● **EXCERPT**
3. And as to the loving of ourselves, (besides the sensitive love before mentioned which respecteth self as self, and not as good,) a wicked man may rationally love himself according to his physical goodness as a man, which containeth his capacity of moral goodness, and so of being holy and serviceable to God and to good men, and happy in the fruition of God. But beyond all such goodness (which only is amiableness) no man may rationally love himself or any other, with the true formal act of love, which is complacence; though he may wish good to himself or another beyond the present goodness which is in them; nay, he wisheth them good, not because they are good, but because they want good.

And though some define loving to be bene velle alicui ut illi bene sit, to desire another's welfare, yet indeed this may be without any true formal love at all. As I may desire the welfare of my horse, without any proper love to him, even for myself and use. When God from eternity willeth to make Paul, and to convert and save him, ut illi bene sit, it is called love of benevolence; but properly it is only to be called, a will to make Paul good and lovely;170 it being only God himself who is the original and ultimate end of that will and purpose; and himself only which he then loveth, there being nothing but himself to love; till in that instant that Paul is existent, and so really lovely. For Paul in esse cognito is not Paul; yet no reality doth oriri de novo in God; but a new respect and denomination, and in the creature new effects. (Of which elsewhere.)

● **PROVIDED DATA**

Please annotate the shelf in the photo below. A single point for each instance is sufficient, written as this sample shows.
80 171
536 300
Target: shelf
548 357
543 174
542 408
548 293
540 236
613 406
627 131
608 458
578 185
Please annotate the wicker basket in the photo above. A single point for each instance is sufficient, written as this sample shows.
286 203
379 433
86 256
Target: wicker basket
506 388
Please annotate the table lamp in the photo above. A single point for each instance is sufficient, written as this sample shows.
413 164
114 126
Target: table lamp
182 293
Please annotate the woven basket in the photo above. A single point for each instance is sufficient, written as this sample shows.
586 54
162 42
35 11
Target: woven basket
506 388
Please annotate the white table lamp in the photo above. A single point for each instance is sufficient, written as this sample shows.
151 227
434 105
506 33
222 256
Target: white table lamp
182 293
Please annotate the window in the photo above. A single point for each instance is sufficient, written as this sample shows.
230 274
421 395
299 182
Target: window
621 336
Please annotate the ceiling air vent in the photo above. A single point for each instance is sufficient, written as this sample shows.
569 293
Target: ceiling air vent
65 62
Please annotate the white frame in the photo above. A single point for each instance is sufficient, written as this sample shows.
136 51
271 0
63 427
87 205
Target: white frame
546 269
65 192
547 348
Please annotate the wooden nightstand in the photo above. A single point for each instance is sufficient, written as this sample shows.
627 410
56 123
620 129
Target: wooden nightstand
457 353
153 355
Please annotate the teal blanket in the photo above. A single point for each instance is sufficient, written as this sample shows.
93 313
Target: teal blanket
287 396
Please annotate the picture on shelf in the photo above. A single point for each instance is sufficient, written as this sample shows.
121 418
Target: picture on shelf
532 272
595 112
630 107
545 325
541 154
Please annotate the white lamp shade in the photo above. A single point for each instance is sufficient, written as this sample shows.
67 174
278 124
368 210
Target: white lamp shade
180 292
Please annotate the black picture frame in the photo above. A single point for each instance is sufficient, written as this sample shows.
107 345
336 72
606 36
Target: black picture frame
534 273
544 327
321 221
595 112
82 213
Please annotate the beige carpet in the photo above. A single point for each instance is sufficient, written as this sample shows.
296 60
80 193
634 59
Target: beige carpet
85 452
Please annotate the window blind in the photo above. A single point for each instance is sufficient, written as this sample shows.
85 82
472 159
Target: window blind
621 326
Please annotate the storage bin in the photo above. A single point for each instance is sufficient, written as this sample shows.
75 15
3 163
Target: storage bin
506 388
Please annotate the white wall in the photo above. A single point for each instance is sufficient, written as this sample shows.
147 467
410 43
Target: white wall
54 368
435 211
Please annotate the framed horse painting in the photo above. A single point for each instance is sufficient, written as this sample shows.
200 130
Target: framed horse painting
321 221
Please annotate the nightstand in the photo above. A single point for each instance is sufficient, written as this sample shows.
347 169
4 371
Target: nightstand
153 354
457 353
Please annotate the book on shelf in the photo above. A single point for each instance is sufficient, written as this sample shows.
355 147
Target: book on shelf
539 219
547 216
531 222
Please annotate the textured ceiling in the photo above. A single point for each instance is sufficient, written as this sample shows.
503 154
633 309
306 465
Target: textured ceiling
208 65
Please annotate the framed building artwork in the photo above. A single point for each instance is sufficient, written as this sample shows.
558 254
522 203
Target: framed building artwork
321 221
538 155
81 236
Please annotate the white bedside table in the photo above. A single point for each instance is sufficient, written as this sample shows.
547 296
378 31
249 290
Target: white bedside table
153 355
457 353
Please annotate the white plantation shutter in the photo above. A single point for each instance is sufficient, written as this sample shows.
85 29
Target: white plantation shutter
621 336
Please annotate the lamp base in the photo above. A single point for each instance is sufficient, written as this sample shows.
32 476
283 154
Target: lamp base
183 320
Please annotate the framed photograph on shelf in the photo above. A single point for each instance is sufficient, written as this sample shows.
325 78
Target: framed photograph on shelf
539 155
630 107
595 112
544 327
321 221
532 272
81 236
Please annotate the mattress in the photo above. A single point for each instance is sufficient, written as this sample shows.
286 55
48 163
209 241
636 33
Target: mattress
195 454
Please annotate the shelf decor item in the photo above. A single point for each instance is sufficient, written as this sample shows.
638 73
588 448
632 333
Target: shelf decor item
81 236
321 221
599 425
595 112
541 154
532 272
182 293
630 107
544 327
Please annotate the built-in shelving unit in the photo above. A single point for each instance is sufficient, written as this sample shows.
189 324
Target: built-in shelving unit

● **EXERCISE INSTRUCTIONS**
Answer these questions from the passage on love:
(a) What does the passage name as the true formal act of love?
(b) Whose welfare does the passage say may be desired without any proper love?
(c) What does the passage say arise in the creature?

● **FINAL ANSWER**
(a) Complacence.
(b) One's horse, whose welfare may be desired for oneself and use.
(c) New effects.